DOCUMENT SECTION.
—————
Three challenges facing Scotland’s new transport minister

What's at the top of Jenny Gilruth's in-tray as she takes over transport from Graeme Dey.

Jenny Gilruth is Scotland’s new transport minister after Graeme Dey stood down for health reasons.

Gilruth is inheriting wide-ranging challenges – from the continuing ferry disruption to the forthcoming nationalisation of the railways; from the plague of potholes to the drive to reduce carbon emissions. 

The Scottish Government published a blueprint last week setting out its transport investment priorities for the next two decades. 

Scotland Tonight asked transport expert Professor Iain Docherty to outline the three main challenges facing the new minister.

Getting people back on public transport

Prof Docherty: One of the stories of the pandemic has been the fall in use of both buses and trains. It looked like we were having something of a recovery and then Omicron came along.

The most recent figure I’ve seen of people using the train is still only about half what it was before Covid, and it’s only a little bit better on the buses.
—————
EXERCISE DIRECTIONS.
Retype the passage from the transport minister article starting at "The Scottish Government" and ending at "on the buses.".

DATASET.
—————
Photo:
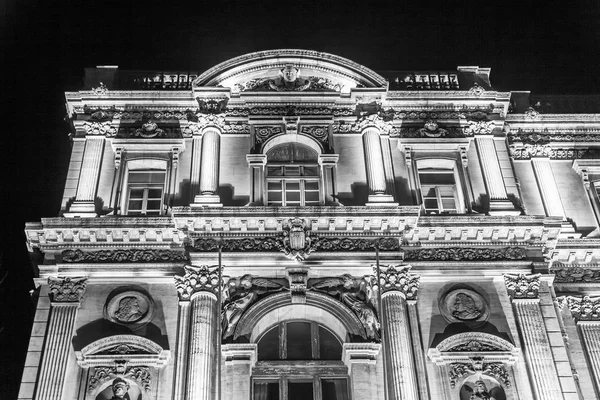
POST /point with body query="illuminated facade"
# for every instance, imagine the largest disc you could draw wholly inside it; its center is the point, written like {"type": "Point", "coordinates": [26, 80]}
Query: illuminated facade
{"type": "Point", "coordinates": [292, 225]}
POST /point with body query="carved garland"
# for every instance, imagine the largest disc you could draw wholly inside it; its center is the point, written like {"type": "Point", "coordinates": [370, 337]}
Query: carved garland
{"type": "Point", "coordinates": [130, 255]}
{"type": "Point", "coordinates": [465, 254]}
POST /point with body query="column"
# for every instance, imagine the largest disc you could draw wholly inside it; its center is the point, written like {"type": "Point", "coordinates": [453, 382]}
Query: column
{"type": "Point", "coordinates": [65, 300]}
{"type": "Point", "coordinates": [586, 312]}
{"type": "Point", "coordinates": [209, 168]}
{"type": "Point", "coordinates": [257, 163]}
{"type": "Point", "coordinates": [196, 158]}
{"type": "Point", "coordinates": [83, 206]}
{"type": "Point", "coordinates": [361, 360]}
{"type": "Point", "coordinates": [375, 168]}
{"type": "Point", "coordinates": [524, 292]}
{"type": "Point", "coordinates": [547, 186]}
{"type": "Point", "coordinates": [397, 286]}
{"type": "Point", "coordinates": [492, 174]}
{"type": "Point", "coordinates": [240, 358]}
{"type": "Point", "coordinates": [417, 349]}
{"type": "Point", "coordinates": [200, 286]}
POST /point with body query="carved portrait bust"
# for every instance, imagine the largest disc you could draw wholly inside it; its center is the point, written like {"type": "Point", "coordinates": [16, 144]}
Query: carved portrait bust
{"type": "Point", "coordinates": [464, 305]}
{"type": "Point", "coordinates": [132, 308]}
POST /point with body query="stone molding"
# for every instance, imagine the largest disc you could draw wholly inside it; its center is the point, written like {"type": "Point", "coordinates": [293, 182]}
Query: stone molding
{"type": "Point", "coordinates": [584, 308]}
{"type": "Point", "coordinates": [396, 278]}
{"type": "Point", "coordinates": [67, 290]}
{"type": "Point", "coordinates": [202, 279]}
{"type": "Point", "coordinates": [522, 286]}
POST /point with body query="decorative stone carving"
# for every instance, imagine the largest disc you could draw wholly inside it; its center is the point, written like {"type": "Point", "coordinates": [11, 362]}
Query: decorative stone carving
{"type": "Point", "coordinates": [478, 128]}
{"type": "Point", "coordinates": [464, 254]}
{"type": "Point", "coordinates": [263, 133]}
{"type": "Point", "coordinates": [431, 129]}
{"type": "Point", "coordinates": [373, 120]}
{"type": "Point", "coordinates": [241, 293]}
{"type": "Point", "coordinates": [525, 152]}
{"type": "Point", "coordinates": [99, 128]}
{"type": "Point", "coordinates": [356, 294]}
{"type": "Point", "coordinates": [575, 274]}
{"type": "Point", "coordinates": [197, 279]}
{"type": "Point", "coordinates": [289, 81]}
{"type": "Point", "coordinates": [211, 106]}
{"type": "Point", "coordinates": [464, 305]}
{"type": "Point", "coordinates": [476, 90]}
{"type": "Point", "coordinates": [319, 132]}
{"type": "Point", "coordinates": [101, 90]}
{"type": "Point", "coordinates": [67, 290]}
{"type": "Point", "coordinates": [397, 277]}
{"type": "Point", "coordinates": [275, 243]}
{"type": "Point", "coordinates": [522, 286]}
{"type": "Point", "coordinates": [298, 278]}
{"type": "Point", "coordinates": [131, 308]}
{"type": "Point", "coordinates": [584, 308]}
{"type": "Point", "coordinates": [129, 255]}
{"type": "Point", "coordinates": [140, 374]}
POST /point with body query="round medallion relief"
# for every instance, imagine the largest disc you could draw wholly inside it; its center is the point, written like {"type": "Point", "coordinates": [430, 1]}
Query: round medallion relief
{"type": "Point", "coordinates": [131, 308]}
{"type": "Point", "coordinates": [464, 305]}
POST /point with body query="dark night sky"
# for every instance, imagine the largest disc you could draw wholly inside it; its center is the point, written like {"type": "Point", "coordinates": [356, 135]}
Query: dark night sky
{"type": "Point", "coordinates": [546, 47]}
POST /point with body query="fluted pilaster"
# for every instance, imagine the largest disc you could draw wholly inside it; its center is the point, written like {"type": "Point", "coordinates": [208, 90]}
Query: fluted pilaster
{"type": "Point", "coordinates": [65, 300]}
{"type": "Point", "coordinates": [524, 291]}
{"type": "Point", "coordinates": [586, 311]}
{"type": "Point", "coordinates": [209, 170]}
{"type": "Point", "coordinates": [492, 174]}
{"type": "Point", "coordinates": [200, 286]}
{"type": "Point", "coordinates": [375, 167]}
{"type": "Point", "coordinates": [397, 285]}
{"type": "Point", "coordinates": [181, 355]}
{"type": "Point", "coordinates": [196, 166]}
{"type": "Point", "coordinates": [547, 186]}
{"type": "Point", "coordinates": [83, 206]}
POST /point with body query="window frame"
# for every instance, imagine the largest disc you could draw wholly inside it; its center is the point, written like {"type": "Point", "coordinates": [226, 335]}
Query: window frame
{"type": "Point", "coordinates": [441, 165]}
{"type": "Point", "coordinates": [314, 370]}
{"type": "Point", "coordinates": [145, 165]}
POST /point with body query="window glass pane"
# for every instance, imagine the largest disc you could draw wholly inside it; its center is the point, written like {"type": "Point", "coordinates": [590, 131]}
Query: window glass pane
{"type": "Point", "coordinates": [268, 346]}
{"type": "Point", "coordinates": [154, 193]}
{"type": "Point", "coordinates": [135, 205]}
{"type": "Point", "coordinates": [329, 346]}
{"type": "Point", "coordinates": [274, 185]}
{"type": "Point", "coordinates": [274, 171]}
{"type": "Point", "coordinates": [266, 390]}
{"type": "Point", "coordinates": [311, 171]}
{"type": "Point", "coordinates": [334, 389]}
{"type": "Point", "coordinates": [311, 185]}
{"type": "Point", "coordinates": [438, 178]}
{"type": "Point", "coordinates": [299, 341]}
{"type": "Point", "coordinates": [153, 205]}
{"type": "Point", "coordinates": [292, 171]}
{"type": "Point", "coordinates": [147, 177]}
{"type": "Point", "coordinates": [292, 185]}
{"type": "Point", "coordinates": [300, 391]}
{"type": "Point", "coordinates": [136, 193]}
{"type": "Point", "coordinates": [292, 197]}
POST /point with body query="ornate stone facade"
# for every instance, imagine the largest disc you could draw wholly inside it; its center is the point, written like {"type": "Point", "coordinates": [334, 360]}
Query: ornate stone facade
{"type": "Point", "coordinates": [285, 225]}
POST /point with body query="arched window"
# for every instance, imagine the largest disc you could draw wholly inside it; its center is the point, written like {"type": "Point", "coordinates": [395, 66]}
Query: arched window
{"type": "Point", "coordinates": [293, 177]}
{"type": "Point", "coordinates": [300, 360]}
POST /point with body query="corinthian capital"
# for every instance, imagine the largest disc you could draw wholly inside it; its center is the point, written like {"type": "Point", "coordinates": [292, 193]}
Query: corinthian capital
{"type": "Point", "coordinates": [521, 286]}
{"type": "Point", "coordinates": [397, 278]}
{"type": "Point", "coordinates": [197, 279]}
{"type": "Point", "coordinates": [67, 290]}
{"type": "Point", "coordinates": [584, 308]}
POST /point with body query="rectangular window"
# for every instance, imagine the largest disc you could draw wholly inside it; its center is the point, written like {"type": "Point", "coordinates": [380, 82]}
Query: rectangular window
{"type": "Point", "coordinates": [145, 192]}
{"type": "Point", "coordinates": [438, 191]}
{"type": "Point", "coordinates": [293, 185]}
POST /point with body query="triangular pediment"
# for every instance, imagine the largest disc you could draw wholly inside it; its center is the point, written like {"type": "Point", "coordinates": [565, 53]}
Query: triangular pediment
{"type": "Point", "coordinates": [290, 70]}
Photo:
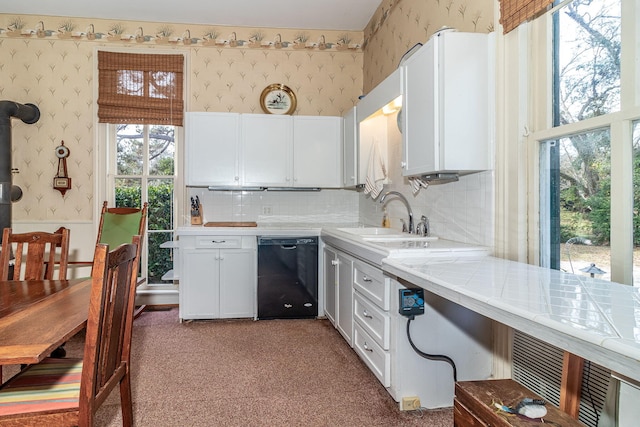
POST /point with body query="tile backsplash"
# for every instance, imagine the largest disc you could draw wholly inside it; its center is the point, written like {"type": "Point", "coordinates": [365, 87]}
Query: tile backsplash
{"type": "Point", "coordinates": [310, 207]}
{"type": "Point", "coordinates": [462, 211]}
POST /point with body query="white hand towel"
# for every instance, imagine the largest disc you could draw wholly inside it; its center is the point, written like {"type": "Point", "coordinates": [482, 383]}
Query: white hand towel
{"type": "Point", "coordinates": [376, 173]}
{"type": "Point", "coordinates": [417, 183]}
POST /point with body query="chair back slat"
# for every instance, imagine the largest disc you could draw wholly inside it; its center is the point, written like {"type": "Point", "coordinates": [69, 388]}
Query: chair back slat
{"type": "Point", "coordinates": [34, 254]}
{"type": "Point", "coordinates": [109, 324]}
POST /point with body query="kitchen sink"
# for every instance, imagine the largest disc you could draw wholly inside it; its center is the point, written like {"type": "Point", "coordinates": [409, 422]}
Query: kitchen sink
{"type": "Point", "coordinates": [399, 238]}
{"type": "Point", "coordinates": [371, 231]}
{"type": "Point", "coordinates": [380, 235]}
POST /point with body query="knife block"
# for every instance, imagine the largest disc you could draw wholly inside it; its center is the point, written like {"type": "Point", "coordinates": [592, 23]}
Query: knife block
{"type": "Point", "coordinates": [197, 219]}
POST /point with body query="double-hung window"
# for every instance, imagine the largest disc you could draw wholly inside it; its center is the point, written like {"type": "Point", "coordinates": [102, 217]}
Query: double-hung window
{"type": "Point", "coordinates": [141, 101]}
{"type": "Point", "coordinates": [589, 148]}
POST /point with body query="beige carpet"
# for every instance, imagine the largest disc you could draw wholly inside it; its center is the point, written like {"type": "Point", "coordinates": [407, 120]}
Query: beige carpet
{"type": "Point", "coordinates": [246, 373]}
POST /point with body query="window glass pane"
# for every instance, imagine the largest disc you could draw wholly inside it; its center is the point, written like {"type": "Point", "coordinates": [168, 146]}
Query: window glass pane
{"type": "Point", "coordinates": [636, 203]}
{"type": "Point", "coordinates": [128, 192]}
{"type": "Point", "coordinates": [160, 204]}
{"type": "Point", "coordinates": [160, 259]}
{"type": "Point", "coordinates": [161, 150]}
{"type": "Point", "coordinates": [587, 60]}
{"type": "Point", "coordinates": [579, 199]}
{"type": "Point", "coordinates": [130, 143]}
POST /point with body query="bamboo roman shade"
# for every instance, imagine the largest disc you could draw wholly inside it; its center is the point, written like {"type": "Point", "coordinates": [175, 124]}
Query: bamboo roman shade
{"type": "Point", "coordinates": [515, 12]}
{"type": "Point", "coordinates": [140, 88]}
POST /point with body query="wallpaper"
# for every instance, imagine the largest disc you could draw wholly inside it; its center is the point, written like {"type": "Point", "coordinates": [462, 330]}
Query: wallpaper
{"type": "Point", "coordinates": [48, 61]}
{"type": "Point", "coordinates": [398, 25]}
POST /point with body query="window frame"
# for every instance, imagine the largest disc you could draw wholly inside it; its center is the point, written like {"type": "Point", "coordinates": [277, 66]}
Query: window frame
{"type": "Point", "coordinates": [105, 149]}
{"type": "Point", "coordinates": [538, 50]}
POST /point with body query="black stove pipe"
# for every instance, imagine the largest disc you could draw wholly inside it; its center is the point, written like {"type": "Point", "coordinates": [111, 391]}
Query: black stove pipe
{"type": "Point", "coordinates": [29, 114]}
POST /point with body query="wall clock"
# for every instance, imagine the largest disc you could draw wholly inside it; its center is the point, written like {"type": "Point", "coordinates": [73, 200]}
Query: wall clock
{"type": "Point", "coordinates": [278, 99]}
{"type": "Point", "coordinates": [61, 181]}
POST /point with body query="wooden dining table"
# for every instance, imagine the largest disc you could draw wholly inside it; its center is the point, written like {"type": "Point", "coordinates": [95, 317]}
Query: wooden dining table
{"type": "Point", "coordinates": [36, 317]}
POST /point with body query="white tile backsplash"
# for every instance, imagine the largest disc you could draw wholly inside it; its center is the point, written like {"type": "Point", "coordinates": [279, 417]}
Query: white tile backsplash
{"type": "Point", "coordinates": [321, 207]}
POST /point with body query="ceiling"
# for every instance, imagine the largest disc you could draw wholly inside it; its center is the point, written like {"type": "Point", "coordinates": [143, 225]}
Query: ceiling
{"type": "Point", "coordinates": [349, 15]}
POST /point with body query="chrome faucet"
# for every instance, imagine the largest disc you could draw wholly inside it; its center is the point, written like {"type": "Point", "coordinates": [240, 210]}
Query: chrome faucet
{"type": "Point", "coordinates": [406, 203]}
{"type": "Point", "coordinates": [422, 229]}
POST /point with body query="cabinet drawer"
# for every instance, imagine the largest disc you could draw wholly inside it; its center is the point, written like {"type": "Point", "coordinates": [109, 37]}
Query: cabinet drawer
{"type": "Point", "coordinates": [370, 282]}
{"type": "Point", "coordinates": [219, 242]}
{"type": "Point", "coordinates": [373, 320]}
{"type": "Point", "coordinates": [378, 360]}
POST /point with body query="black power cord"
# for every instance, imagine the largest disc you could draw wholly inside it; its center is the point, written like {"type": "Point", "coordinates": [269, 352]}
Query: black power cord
{"type": "Point", "coordinates": [439, 357]}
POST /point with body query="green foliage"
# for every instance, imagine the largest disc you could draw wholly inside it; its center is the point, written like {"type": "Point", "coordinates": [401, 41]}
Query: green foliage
{"type": "Point", "coordinates": [574, 224]}
{"type": "Point", "coordinates": [600, 214]}
{"type": "Point", "coordinates": [160, 217]}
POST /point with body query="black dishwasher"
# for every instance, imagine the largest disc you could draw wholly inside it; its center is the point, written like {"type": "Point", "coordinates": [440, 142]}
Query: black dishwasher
{"type": "Point", "coordinates": [287, 277]}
—————
THE ANSWER.
The Scottish Government published a blueprint last week setting out its transport investment priorities for the next two decades. 

Scotland Tonight asked transport expert Professor Iain Docherty to outline the three main challenges facing the new minister.

Getting people back on public transport

Prof Docherty: One of the stories of the pandemic has been the fall in use of both buses and trains. It looked like we were having something of a recovery and then Omicron came along.

The most recent figure I’ve seen of people using the train is still only about half what it was before Covid, and it’s only a little bit better on the buses.